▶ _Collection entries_
--- begin ---
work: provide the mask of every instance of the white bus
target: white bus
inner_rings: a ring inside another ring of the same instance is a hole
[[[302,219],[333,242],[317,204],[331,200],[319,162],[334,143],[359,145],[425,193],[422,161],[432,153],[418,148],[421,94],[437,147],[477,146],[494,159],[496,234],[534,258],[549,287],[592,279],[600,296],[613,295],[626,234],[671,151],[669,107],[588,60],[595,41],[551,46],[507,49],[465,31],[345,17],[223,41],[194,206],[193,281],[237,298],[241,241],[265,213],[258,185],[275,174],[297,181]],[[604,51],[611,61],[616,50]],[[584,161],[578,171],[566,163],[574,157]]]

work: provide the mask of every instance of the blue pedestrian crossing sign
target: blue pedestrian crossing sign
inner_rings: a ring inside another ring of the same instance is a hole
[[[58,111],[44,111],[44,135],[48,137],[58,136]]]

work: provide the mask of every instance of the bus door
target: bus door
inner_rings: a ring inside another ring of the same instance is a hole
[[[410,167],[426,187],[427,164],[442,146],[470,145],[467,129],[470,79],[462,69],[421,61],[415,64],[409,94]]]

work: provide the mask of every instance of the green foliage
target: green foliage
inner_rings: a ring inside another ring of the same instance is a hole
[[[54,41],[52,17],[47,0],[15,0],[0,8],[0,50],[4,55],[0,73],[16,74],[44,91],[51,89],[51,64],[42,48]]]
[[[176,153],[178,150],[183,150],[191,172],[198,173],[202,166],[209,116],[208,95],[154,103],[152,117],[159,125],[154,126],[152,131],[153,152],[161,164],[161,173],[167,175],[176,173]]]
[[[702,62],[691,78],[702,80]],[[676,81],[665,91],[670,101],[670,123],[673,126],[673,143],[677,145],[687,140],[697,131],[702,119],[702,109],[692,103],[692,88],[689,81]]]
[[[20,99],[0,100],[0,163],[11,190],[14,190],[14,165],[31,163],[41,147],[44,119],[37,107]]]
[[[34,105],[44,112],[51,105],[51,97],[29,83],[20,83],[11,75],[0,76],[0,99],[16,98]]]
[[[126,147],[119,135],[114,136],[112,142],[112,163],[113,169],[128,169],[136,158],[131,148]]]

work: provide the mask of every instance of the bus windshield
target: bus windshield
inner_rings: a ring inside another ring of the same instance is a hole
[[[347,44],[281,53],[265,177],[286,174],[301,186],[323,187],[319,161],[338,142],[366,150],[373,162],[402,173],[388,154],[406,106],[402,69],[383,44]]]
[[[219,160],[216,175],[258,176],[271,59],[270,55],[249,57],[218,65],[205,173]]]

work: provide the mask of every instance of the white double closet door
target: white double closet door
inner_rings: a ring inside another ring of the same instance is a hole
--- end ---
▶ _Exercise_
Copy out the lines from the one containing "work: provide the mask of every instance of the blue" through the one containing "[[[58,111],[44,111],[44,135],[48,137],[58,136]]]", including both of those lines.

▶ _The completed task_
work: provide the mask of every instance of the blue pedestrian crossing sign
target: blue pedestrian crossing sign
inner_rings: a ring inside another ring of the same instance is a hole
[[[58,111],[44,111],[44,135],[48,137],[58,136]]]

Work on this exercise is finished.